== Recorded information ==
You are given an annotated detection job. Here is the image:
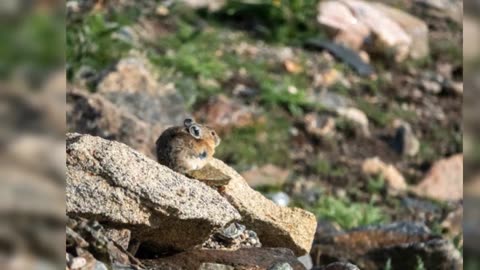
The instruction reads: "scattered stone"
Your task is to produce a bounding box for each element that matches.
[392,120,420,157]
[198,263,235,270]
[414,0,463,24]
[420,79,442,95]
[337,107,370,137]
[308,91,354,112]
[303,113,335,139]
[242,164,290,188]
[311,222,463,269]
[268,262,293,270]
[267,191,290,206]
[441,204,463,238]
[317,1,370,50]
[320,262,360,270]
[211,159,317,256]
[66,134,240,254]
[412,154,463,201]
[283,59,303,74]
[97,57,188,132]
[66,218,143,270]
[217,222,245,242]
[362,157,407,191]
[317,0,429,62]
[182,0,226,12]
[145,248,305,270]
[306,39,374,77]
[298,254,313,270]
[105,228,131,250]
[372,2,430,59]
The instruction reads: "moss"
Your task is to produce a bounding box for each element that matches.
[66,12,133,79]
[305,196,387,229]
[216,112,292,170]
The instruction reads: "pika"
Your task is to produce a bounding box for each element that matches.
[156,118,221,174]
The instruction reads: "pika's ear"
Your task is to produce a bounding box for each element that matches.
[188,124,202,139]
[183,118,195,128]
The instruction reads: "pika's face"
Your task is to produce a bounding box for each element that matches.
[183,118,221,148]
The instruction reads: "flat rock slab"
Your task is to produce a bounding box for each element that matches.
[144,248,305,270]
[311,222,463,269]
[66,134,240,250]
[211,159,317,256]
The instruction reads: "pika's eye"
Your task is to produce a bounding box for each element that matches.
[183,118,195,128]
[188,124,202,139]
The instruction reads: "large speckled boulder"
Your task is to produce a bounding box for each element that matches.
[66,134,240,250]
[212,159,317,256]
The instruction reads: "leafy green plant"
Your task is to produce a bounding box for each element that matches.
[216,115,291,170]
[367,174,385,193]
[218,0,321,43]
[415,256,426,270]
[66,12,133,79]
[308,196,386,229]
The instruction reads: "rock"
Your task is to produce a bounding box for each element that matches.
[198,263,235,270]
[267,191,290,206]
[337,107,370,137]
[319,0,412,61]
[317,1,370,50]
[105,228,131,250]
[66,218,143,270]
[306,39,374,77]
[97,57,188,131]
[392,120,420,156]
[362,157,407,191]
[195,95,255,132]
[217,222,245,242]
[298,254,313,270]
[66,134,240,252]
[146,248,305,270]
[268,262,293,270]
[372,2,430,59]
[202,222,262,250]
[412,154,463,201]
[242,164,290,188]
[67,89,155,158]
[463,15,480,60]
[414,0,463,24]
[211,159,317,256]
[303,113,335,139]
[311,222,463,269]
[441,204,463,238]
[320,262,360,270]
[308,91,354,112]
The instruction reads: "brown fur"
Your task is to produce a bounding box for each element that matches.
[156,119,220,173]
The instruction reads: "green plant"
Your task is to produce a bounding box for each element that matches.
[217,0,322,44]
[66,12,133,79]
[216,115,292,170]
[415,256,426,270]
[385,258,393,270]
[367,174,385,193]
[308,196,386,229]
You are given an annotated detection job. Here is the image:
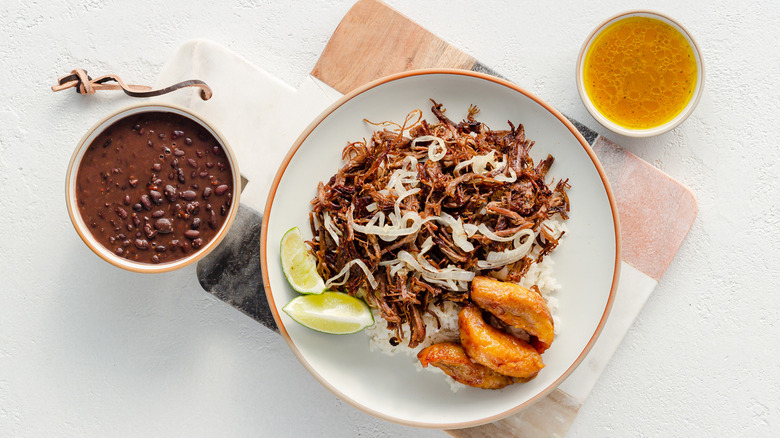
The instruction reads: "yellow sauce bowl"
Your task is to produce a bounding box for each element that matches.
[577,11,704,137]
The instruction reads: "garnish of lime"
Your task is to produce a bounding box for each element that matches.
[282,291,374,335]
[280,227,325,294]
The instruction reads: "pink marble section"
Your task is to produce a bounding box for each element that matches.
[593,137,698,280]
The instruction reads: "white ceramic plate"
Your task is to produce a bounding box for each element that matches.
[261,70,620,428]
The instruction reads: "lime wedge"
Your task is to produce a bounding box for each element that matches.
[282,291,374,335]
[281,227,325,294]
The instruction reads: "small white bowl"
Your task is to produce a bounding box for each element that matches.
[65,103,241,273]
[577,10,704,137]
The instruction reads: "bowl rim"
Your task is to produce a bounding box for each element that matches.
[65,102,241,274]
[575,9,706,137]
[260,68,622,429]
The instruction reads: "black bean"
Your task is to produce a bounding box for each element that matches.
[214,184,230,196]
[144,222,157,239]
[154,217,173,234]
[187,201,200,215]
[163,184,177,202]
[149,190,162,205]
[180,190,198,201]
[184,230,200,239]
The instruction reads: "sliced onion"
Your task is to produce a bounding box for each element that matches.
[325,259,379,290]
[347,207,423,242]
[477,230,535,269]
[412,135,447,161]
[477,224,533,242]
[398,251,475,281]
[494,167,517,182]
[437,213,474,252]
[322,211,341,246]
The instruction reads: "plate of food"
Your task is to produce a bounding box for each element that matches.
[261,69,620,428]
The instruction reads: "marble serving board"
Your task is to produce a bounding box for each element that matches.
[151,0,697,437]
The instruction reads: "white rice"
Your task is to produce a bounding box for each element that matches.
[365,220,566,392]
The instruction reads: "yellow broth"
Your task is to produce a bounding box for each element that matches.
[583,17,698,129]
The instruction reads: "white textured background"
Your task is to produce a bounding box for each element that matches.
[0,0,780,437]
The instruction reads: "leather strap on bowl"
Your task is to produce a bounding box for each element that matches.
[51,68,213,100]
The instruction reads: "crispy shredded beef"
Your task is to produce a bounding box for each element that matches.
[309,100,569,347]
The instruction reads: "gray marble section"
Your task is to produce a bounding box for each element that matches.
[565,116,599,146]
[197,204,279,332]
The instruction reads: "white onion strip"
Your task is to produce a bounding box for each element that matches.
[322,211,341,246]
[412,135,447,161]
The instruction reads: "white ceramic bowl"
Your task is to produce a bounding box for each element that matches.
[261,70,620,428]
[577,10,704,137]
[65,103,241,273]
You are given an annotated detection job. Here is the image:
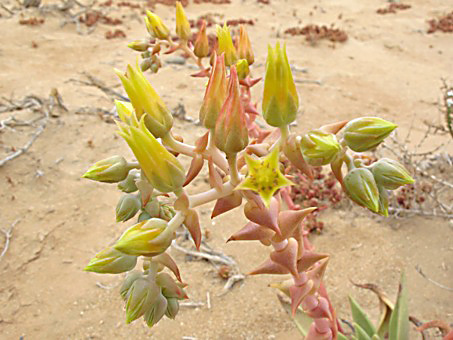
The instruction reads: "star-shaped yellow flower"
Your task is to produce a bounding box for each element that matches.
[236,147,294,207]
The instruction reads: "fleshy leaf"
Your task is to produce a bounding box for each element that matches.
[389,273,409,340]
[349,296,376,337]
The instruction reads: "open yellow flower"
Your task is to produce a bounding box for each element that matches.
[236,147,294,206]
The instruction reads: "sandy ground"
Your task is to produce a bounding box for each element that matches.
[0,0,453,339]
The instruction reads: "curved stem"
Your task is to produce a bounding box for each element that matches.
[162,133,228,173]
[189,182,234,208]
[227,153,241,186]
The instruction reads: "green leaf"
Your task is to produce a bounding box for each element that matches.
[389,272,409,340]
[277,295,312,339]
[337,332,348,340]
[349,296,376,337]
[354,322,371,340]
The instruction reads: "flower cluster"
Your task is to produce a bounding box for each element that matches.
[84,3,413,339]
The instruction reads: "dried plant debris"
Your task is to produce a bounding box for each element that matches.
[428,11,453,33]
[376,2,412,14]
[19,17,45,26]
[285,24,348,43]
[105,29,126,40]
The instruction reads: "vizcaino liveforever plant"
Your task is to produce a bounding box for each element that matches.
[84,4,413,339]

== What is required ==
Return every line of the entries above that contains the word "ceramic", matching case exactly.

== Exercise output ==
The instruction reads: "white ceramic plate"
The instruction reads: "white ceramic bowl"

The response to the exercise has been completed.